▶ SUPPLIED RECORDS
-------

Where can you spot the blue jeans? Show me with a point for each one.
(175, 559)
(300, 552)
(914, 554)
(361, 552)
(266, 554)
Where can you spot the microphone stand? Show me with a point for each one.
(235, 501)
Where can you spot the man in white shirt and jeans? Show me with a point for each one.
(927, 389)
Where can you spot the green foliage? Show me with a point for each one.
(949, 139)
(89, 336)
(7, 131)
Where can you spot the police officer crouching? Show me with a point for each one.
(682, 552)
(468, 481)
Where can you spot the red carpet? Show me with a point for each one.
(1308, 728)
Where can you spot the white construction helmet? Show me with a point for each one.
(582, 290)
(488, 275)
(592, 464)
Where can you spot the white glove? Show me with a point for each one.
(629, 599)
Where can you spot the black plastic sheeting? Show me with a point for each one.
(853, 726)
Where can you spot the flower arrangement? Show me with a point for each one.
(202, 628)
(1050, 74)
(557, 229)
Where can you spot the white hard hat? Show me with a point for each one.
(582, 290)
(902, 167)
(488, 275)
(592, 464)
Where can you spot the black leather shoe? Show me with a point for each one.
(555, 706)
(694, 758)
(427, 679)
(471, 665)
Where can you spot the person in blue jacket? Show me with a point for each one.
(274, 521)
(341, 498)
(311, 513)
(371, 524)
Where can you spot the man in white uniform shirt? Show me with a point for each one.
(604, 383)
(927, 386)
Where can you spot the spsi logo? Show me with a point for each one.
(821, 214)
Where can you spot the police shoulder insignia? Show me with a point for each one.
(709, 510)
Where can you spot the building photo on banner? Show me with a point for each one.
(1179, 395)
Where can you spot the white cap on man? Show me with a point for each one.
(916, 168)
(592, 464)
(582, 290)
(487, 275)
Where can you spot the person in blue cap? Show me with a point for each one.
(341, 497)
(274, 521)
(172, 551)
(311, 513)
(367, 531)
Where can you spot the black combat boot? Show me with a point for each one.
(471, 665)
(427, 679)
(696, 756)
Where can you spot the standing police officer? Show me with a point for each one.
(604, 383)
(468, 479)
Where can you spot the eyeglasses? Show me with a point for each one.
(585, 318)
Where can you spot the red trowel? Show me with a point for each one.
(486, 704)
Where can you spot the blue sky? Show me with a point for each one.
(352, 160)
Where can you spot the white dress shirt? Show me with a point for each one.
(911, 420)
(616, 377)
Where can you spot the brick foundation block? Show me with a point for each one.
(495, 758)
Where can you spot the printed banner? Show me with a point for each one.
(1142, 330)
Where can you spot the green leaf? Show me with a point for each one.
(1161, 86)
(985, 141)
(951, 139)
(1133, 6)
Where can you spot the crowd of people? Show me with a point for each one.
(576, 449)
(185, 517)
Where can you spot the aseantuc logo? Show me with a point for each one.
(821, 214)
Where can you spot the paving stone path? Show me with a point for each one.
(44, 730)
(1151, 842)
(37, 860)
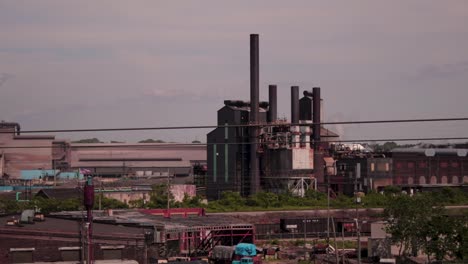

-------

▶ TASK DESCRIPTION
When you copy the listing, keep every line exactly as it is but leave out all images.

▶ ANSWER TO THE PROBLEM
Where can you spot the blue jeans? Show me with a point for each one.
(175, 559)
(300, 552)
(914, 554)
(361, 552)
(266, 554)
Where can you spot the microphone stand? Show me with a point for each one.
(235, 501)
Where can you spot the man in white shirt and jeans? Show me with a point for each one.
(927, 389)
Where can you spot the green foliage? Show me with a point for each one.
(949, 139)
(89, 336)
(7, 131)
Where can you spot the police officer crouching? Show me with a point for each one.
(682, 552)
(468, 481)
Where can you spot the red carpet? Show me with a point for each one.
(1308, 728)
Where can you spot the white construction helmet? Show me with a point for each one.
(582, 290)
(488, 275)
(592, 464)
Where can you spot the white glove? Show me with a point for each one.
(629, 599)
Where can you spot the black plastic sheeting? Show me with a point for each one.
(853, 726)
Where can you spot the flower arrangement? Show me with a point for each one.
(202, 628)
(1050, 74)
(557, 229)
Where can you spot the white hard hat? Show me with a point for each one.
(582, 290)
(902, 167)
(488, 275)
(592, 464)
Where can you spot the black leather shoe? Show me with a point for each one.
(555, 706)
(694, 758)
(427, 679)
(471, 665)
Where can you spot the person in blue jacket? Show me with a point for each one.
(274, 521)
(341, 498)
(311, 513)
(371, 524)
Where can you spot the man in white uniform shirt? Show me with a point for each one.
(604, 383)
(927, 386)
Where can you spot the spsi logo? Show me with a point for each one.
(821, 214)
Where can you spot the police shoulder insignia? Show me with a point for each one.
(709, 510)
Where can you spot the building photo on banner? Show me with a point for each one.
(1179, 395)
Where can you spot the white cap on man? Show me with a point for each one.
(916, 168)
(592, 464)
(582, 290)
(487, 275)
Where can you spot the person in blue cap? Show me with a point for each one.
(341, 497)
(274, 521)
(172, 551)
(311, 513)
(367, 531)
Where can you spot the black combat boot? Show me with a point for each one.
(471, 665)
(427, 679)
(696, 756)
Where can you spot the standing police officer? Show me with a point for each one.
(604, 383)
(468, 479)
Where can you spot the eyeglasses? Show me with a point for each one.
(585, 318)
Where can you spot the red trowel? Show me with a point for each one.
(486, 704)
Where can you spot the blue sky? Show me with a point for each one.
(352, 160)
Where can you spot the white dress shirt? Show me with a point for each one.
(911, 420)
(616, 377)
Where can you spot the brick foundation block? Show me with a point for each one.
(495, 758)
Where can you spot the printed banner? Show me with a point for each one.
(1142, 330)
Where can you spot the green leaf? Show me with a point for each one.
(1161, 86)
(985, 141)
(951, 139)
(1133, 6)
Where can you spot the crowd of people? Show me with a point for each one.
(576, 449)
(185, 517)
Where can you spot the aseantuc logo? Show me with a point for each one.
(821, 214)
Where can you spot the paving stone path? Show me with a point for each one.
(44, 730)
(1151, 842)
(37, 860)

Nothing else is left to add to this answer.